Bug 0 review pls

Aaron Kincer kincera at gmail.com
Tue Jun 3 02:48:03 UTC 2008

There are many ways to look at Wine, but I'll point out one obvious
_potential_ use of the technology some day. There are many "server"
applications that could be run on a Linux box with Wine. If you stop and
digest what that suggests as a possibility, you can see that server side
apps could be migrated as is.

Yes, Wine isn't really meant for that. I'm merely pointing out the
tantalizing possibility. And I'm not talking about MS server products
necessarily either. There are a whole host of other companies that just
don't offer Linux versions of their products. I'm specifically thinking of
legacy server apps that may one day be abandoned by their vendor or the
vendor goes out of business.

By the way, I'm not sure what you mean by "modify their client Windows
machines", but with Zimbra, you don't have to modify. Reconfigure, maybe.
But you don't even have to touch a machine. You can create Outlook profiles
and push those out with login scripts or via GPO (I believe).

Migrating to Exchange is then a snap as you can do what's called a split
domain where you migrate users at whatever pace you wish. Heck, you could
time it for when a user has a problem and you have to work on their machine
so you can make sure the transition is smooth. Eliminate Exchange via

I'm not pimping Zimbra, I just don't think your assertion of complex
barriers is accurate. Your assertion that you can't drop Zimbra in a group
of Exchange servers is definitely not accurate. Unless you mean make it a
member of a cluster. If that is what you mean then you are correct.

[Items from a dataset]

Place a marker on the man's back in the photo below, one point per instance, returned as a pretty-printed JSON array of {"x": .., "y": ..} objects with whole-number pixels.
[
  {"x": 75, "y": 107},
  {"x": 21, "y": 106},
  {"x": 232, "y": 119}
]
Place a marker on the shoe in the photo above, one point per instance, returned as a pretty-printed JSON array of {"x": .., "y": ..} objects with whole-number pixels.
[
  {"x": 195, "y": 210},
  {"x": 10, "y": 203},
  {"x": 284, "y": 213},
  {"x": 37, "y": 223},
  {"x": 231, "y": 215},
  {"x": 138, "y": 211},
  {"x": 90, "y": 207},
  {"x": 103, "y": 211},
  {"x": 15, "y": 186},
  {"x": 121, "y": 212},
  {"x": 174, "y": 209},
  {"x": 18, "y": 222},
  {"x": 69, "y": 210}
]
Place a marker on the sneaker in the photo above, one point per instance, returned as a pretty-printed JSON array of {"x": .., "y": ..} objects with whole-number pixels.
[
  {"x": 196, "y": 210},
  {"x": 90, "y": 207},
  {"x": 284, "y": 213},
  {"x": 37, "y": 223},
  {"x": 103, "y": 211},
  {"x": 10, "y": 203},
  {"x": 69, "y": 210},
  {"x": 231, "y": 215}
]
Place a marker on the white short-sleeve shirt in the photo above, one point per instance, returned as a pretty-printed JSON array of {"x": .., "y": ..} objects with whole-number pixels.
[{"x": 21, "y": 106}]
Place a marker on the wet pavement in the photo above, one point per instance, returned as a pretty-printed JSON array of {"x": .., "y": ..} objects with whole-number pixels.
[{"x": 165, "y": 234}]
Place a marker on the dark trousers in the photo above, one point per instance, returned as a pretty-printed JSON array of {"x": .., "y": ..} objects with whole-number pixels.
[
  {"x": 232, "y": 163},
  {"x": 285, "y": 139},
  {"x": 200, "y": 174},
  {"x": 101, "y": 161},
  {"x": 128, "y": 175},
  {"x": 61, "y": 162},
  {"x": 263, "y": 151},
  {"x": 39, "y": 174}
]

---

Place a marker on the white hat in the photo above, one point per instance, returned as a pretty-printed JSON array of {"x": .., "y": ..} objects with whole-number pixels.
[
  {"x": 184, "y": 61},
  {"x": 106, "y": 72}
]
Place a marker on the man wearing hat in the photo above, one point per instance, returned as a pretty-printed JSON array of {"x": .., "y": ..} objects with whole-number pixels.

==

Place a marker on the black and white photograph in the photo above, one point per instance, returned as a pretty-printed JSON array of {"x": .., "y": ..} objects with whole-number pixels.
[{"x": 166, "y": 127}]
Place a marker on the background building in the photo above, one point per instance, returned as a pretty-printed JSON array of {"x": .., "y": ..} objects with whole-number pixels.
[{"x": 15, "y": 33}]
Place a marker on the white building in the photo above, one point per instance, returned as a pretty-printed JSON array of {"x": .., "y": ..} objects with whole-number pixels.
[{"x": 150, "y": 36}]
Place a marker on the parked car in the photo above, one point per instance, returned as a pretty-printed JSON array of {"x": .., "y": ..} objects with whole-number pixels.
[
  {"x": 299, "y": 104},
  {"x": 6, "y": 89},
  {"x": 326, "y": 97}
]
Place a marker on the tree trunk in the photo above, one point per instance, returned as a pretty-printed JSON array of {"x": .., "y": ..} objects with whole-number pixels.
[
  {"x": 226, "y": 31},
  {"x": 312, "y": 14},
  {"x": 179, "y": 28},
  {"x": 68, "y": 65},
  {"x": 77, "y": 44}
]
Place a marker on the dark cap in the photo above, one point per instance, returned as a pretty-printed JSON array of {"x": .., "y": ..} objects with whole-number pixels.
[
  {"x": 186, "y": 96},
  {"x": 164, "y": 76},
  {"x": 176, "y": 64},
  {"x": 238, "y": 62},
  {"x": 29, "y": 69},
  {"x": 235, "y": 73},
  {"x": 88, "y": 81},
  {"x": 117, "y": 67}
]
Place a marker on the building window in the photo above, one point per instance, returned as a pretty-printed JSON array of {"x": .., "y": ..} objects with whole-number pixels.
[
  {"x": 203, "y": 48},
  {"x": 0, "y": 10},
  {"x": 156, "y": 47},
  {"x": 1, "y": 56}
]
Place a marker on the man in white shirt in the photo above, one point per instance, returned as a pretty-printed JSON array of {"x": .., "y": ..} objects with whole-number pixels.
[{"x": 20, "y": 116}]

> WORK INSTRUCTIONS:
a) Answer these questions about the mailing-list post on Wine and Zimbra:
(i) What two things does the writer say might one day happen with the legacy server apps he has in mind?
(ii) By what two means does the writer say Outlook profiles can be pushed out?
(iii) In what case does the writer concede that the other person is correct?
b) Carry on the mailing-list post about Wine and Zimbra from its final sentence.
The data above is separate material and has nothing to do with the text.

> SOLVED PROBLEMS:
a)
(i) They may be abandoned by their vendor, or the vendor may go out of business.
(ii) With login scripts or via GPO.
(iii) If the other person means making Zimbra a member of a cluster.

b)
To put it simply, there is a clear and manageable migration path from
Exchange to Zimbra if one is willing. But that wasn't the original topic of
conversation as the full blown product is not a FOSS stack. I wish it were,
but it isn't.

Aaron Kincer

On Mon, Jun 2, 2008 at 8:24 PM, Dan Shearer <dan at shearer.org> wrote:

> On Tue, Jun 03, 2008 at 09:47:19AM +0930, Dan Shearer wrote:
> > On Mon, Jun 02, 2008 at 07:58:24PM -0400, Aaron Kincer wrote:
> > > Focus on the core technology that makes Microsoft infrastructure take
> deep
> > > roots. They are (IMO):
> > >
> > > 1) Exchange
> > > 2) Active Directory
> > > 3) Sharepoint
> > >
> > > Attacking these is not strictly a server issue. For many people, they
> > > couldn't care less about their operating system as long as they've got
> their
> > > MS Office/Outlook running. The Wine team is part of the solution
> >
> > I got a bit lost here, can you explain how you see Wine helping deliver
> > solutions that don't come from Microsoft?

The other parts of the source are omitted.